• EXERCISE REQUIREMENTS
Restate the entire listing word for word.

• EXTRACTED ENTRIES
=====

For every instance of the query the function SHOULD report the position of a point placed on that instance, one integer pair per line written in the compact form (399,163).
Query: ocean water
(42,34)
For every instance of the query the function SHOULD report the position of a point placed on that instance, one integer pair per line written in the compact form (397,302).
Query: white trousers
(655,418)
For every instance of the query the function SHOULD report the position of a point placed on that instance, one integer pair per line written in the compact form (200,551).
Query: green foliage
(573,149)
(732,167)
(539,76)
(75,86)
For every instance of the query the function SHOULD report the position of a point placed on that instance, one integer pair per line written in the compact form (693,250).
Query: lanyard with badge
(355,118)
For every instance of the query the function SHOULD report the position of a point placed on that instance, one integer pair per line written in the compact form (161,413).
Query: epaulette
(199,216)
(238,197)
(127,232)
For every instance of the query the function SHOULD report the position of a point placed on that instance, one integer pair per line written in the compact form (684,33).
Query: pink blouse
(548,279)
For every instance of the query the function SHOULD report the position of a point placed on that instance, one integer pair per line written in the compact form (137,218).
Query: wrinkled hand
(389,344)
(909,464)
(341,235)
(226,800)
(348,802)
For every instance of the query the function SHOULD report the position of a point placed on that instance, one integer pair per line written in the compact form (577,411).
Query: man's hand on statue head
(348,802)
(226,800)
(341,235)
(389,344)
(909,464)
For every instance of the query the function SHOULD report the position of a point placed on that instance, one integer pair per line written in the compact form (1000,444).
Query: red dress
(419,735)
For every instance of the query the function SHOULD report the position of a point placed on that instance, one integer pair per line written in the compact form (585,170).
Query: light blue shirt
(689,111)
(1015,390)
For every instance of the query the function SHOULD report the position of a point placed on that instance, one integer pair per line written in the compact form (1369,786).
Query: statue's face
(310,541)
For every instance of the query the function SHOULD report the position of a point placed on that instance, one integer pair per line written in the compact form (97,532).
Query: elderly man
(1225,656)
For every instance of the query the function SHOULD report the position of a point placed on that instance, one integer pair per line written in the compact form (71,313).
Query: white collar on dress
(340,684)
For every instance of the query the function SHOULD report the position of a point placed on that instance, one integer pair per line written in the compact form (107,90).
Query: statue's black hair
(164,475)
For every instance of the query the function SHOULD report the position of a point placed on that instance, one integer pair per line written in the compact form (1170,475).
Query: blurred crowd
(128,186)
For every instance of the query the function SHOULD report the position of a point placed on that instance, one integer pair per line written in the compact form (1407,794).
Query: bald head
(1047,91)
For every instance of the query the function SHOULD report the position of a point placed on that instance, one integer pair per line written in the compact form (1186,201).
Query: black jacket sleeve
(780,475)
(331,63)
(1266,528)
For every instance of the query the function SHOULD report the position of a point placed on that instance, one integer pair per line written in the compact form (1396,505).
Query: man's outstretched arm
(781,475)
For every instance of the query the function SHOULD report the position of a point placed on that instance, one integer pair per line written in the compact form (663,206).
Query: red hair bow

=====

• RESULT BELOW
For every instance of the query the function SHOULD report the position of a point placed on that instance, one integer pair per line written in the compact form (399,163).
Query: ocean water
(42,34)
For every instance of the query the function SHOULD report the position of a point placed on that instance, one integer pair per line written in the compact form (397,302).
Query: white trousers
(655,418)
For every instance of the query the function SHOULD report the position of a point placed on that instance, one integer pair per line written in the compact form (200,551).
Query: green foliage
(573,149)
(732,167)
(539,76)
(75,86)
For every instance of the query the function SHOULD report the position of a point placed on that instance, one integer pair per line written in the compact form (693,250).
Query: lanyard with badge
(355,118)
For every instance of the query the function SHOULD report the position of a point placed on that instance, one integer pair per line written in the compact form (161,413).
Query: epaulette
(199,216)
(238,197)
(127,232)
For every instance of the query the function SHOULD report the position of a point placed on that instance, one integer pair per line written in the compact form (684,33).
Query: pink blouse
(548,279)
For every instance of the query the function SHOULD report the position of a point placed on that instance, one integer pair per line written in the compact form (137,218).
Query: wrinkled hand
(389,344)
(909,464)
(341,235)
(226,800)
(348,802)
For every instance of the query the function SHOULD report the position of a point placed on that instance, one integer pair per line written in the compact form (577,411).
Query: man's hand on statue head
(348,802)
(226,800)
(341,235)
(389,344)
(909,464)
For every instance of the query the function SHOULD report the position of a point placed on that instance, one integer pair per line written in the compact form (1000,444).
Query: red dress
(419,735)
For every instance of the query the function SHOULD report the position of a point placed on that instance, one integer pair per line written in the compact form (585,170).
Query: light blue shirt
(689,111)
(1015,390)
For every instance of the query the function SHOULD report the position of a point placed on that instance, one integer pair per line written in the compact form (1369,786).
Query: statue's face
(310,541)
For every instance of the query the function SHOULD report the position of a point placed on that instance, one integer pair per line written in the compact form (97,532).
Query: elderly man
(1225,656)
For every instance of the query the function SHOULD report the position of a point placed on that instance, one integer pair per line written in the compact form (71,313).
Query: white collar on dress
(340,684)
For every instance of the query the function SHOULD report the position of a point placed on that instance, one integer pair per line written in the compact form (107,90).
Query: statue's black hair
(164,475)
For every instance of the query the function SHOULD report the position of a point placed on that instance, one integer pair per line written in the compact form (1170,475).
Query: blurred crowd
(128,186)
For every instance of the query the function SHOULD report the position of a point placed on that instance, one integer pair per line written in the compact form (1407,794).
Query: bald head
(1047,91)
For every instance of the query the function SHOULD report the position of a point placed on that instance, one integer pair per line written in the compact form (1186,201).
Query: black jacket sleeve
(780,475)
(331,63)
(1266,528)
For every instance of the query the function SHOULD report the position of a point placed on that instance, one integer pair per line written in the compact form (1396,505).
Query: man's outstretched arm
(781,475)
For every instance of the query the function SHOULD report the position of a point placed on that instance, one integer pair per line written in the compact form (663,206).
Query: red hair bow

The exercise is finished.